══ Texte extrait

Quel est le secret de l´apprentissage allemand ? En effet, notre voisin d´outre-Rhin compte deux fois et demi plus de jeunes formés en alternance qu´en France : 1,5 million, contre 600 000.
Et le taux de chômage des moins de 25 ans s´y limitait en novembre 2010 à 5,5 %, contre 7 % pour l´ensemble de la population. Dans l´Hexagone, il s´élevait sur la même période à 24 %, contre 9,3 % pour toute la nation. Mieux encore, 60 % des jeunes apprentis sont embauchés par l´entreprise qui les a formés (contre 33 % en France), selon l´Institut fédéral pour l´éducation et la formation professionnelle (BIBB). Bien décidée à « s´inspirer » du système appliqué par nos partenaires économiques, Nadine Morano s´est rendue en décembre dernier à Berlin. Sur place, la ministre de la Formation professionnelle a rencontré des apprentis de l´usine de production de motos de BMW. Employeur de 2 000 personnes, ce site compte 70 jeunes en apprentissage, rémunérés entre 815 et 915 euros par mois, soit plus que la moyenne nationale qui est de 600 euros pour les apprentis. Tous seront embauchés immédiatement à l´issue de leur formation.
Première explication : après l´école primaire, un système assez sélectif oriente les élèves allemands vers deux possibilités : passer le bac et étudier à l´université ou suivre une scolarité plus manuelle et appliquée. Comparée au système français, « la formation pratique est mieux acceptée. On estime possible une réussite professionnelle en dehors d´un système académique centré sur les connaissances générales », explique Olivier Giraud, chercheur au CNRS, dans un entretien accordé à l´AFP le 7 janvier.
Seconde explication : l´apprentissage allemand « concerne toutes les branches de l´économie : commerce, banque, assurance, industrie et pas seulement l´artisanat », note René Lasserre, directeur du Centre d´information et de recherche sur l´Allemagne contemporaine (Cirac) en France. Et il n´est pas cantonné à certains métiers : il forme les techniciens supérieurs voire certains ingénieurs.
D´ailleurs, « dans de nombreux secteurs, les deux voies, académique ou formation en entreprise, sont sur un pied d´égalité, comme pour les technologies de l´information », ajoute Andreas Pieper, porte-parole du BIBB.

════

Consignes:
1. Modifiez le texte sur l'apprentissage allemand depuis « Première explication : après » jusqu'à « le 7 janvier. » inclus, en remplaçant « système » par « modèle ».
2. Poursuivez le texte sur l'apprentissage en Allemagne au-delà de sa dernière phrase.

══ Données recueillies

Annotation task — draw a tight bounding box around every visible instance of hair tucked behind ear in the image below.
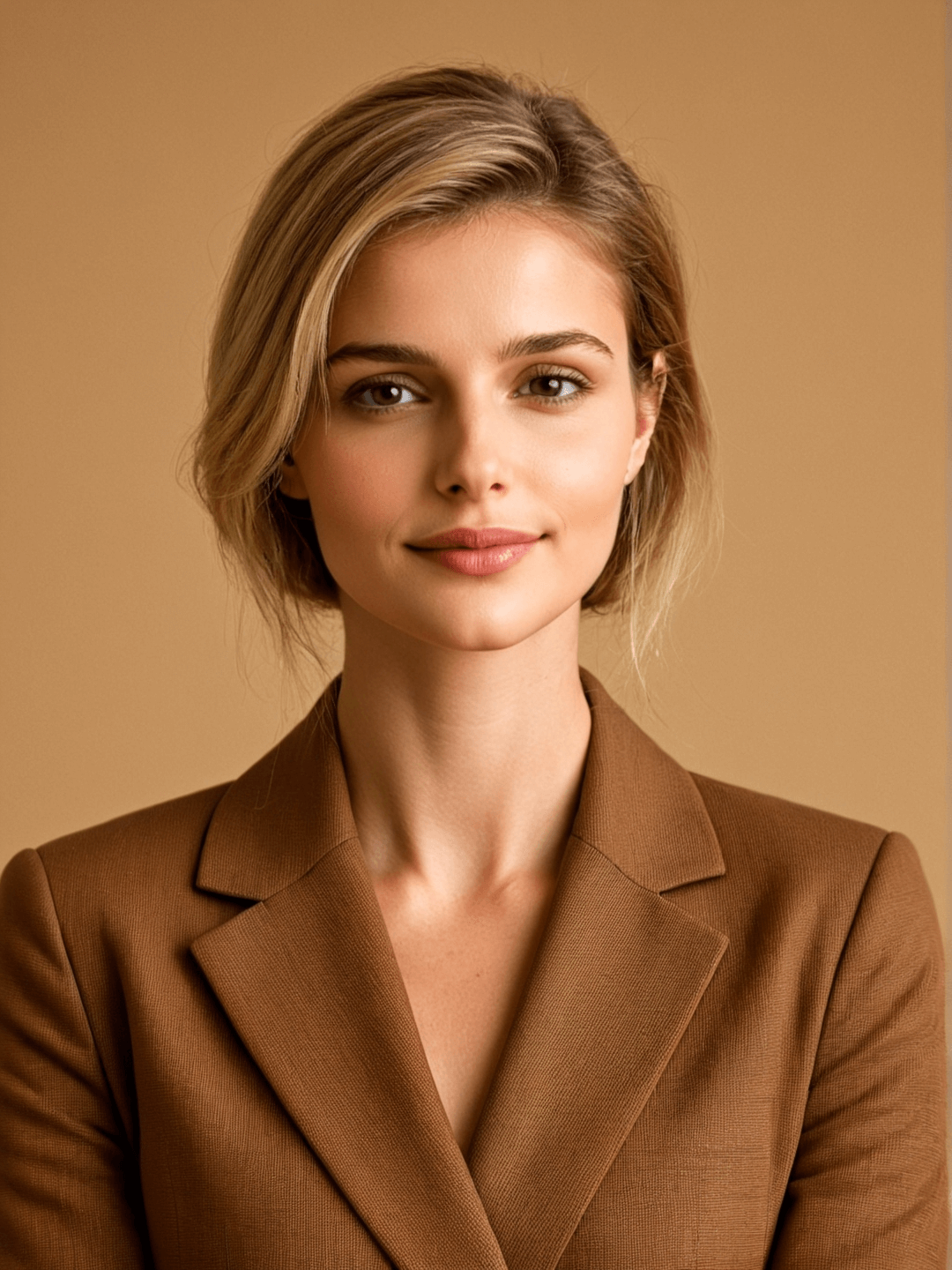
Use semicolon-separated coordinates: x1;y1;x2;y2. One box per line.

════

Réponses fournies:
1.
Première explication : après l´école primaire, un modèle assez sélectif oriente les élèves allemands vers deux possibilités : passer le bac et étudier à l´université ou suivre une scolarité plus manuelle et appliquée. Comparée au modèle français, « la formation pratique est mieux acceptée. On estime possible une réussite professionnelle en dehors d´un modèle académique centré sur les connaissances générales », explique Olivier Giraud, chercheur au CNRS, dans un entretien accordé à l´AFP le 7 janvier.

2.
Troisième explication : la formation en alternance est ouverte vers le haut : « C´est la première étape d´une carrière professionnelle », constate René Lasserre, donnant en exemple le parcours de l´ancien patron de Daimler (de 1995 à 2005), Jürgen Schrempp, qui a débuté comme apprenti-mécanicien. À cet égard, l´attitude des entreprises allemandes est déterminante puisqu´elles n´hésitent pas à former plus de jeunes qu´il ne leur en faut, estimant nécessaire pour l´ensemble de l´économie allemande d´avoir une main-d´œuvre immédiatement opérationnelle, quand bien même elles doivent en supporter le coût.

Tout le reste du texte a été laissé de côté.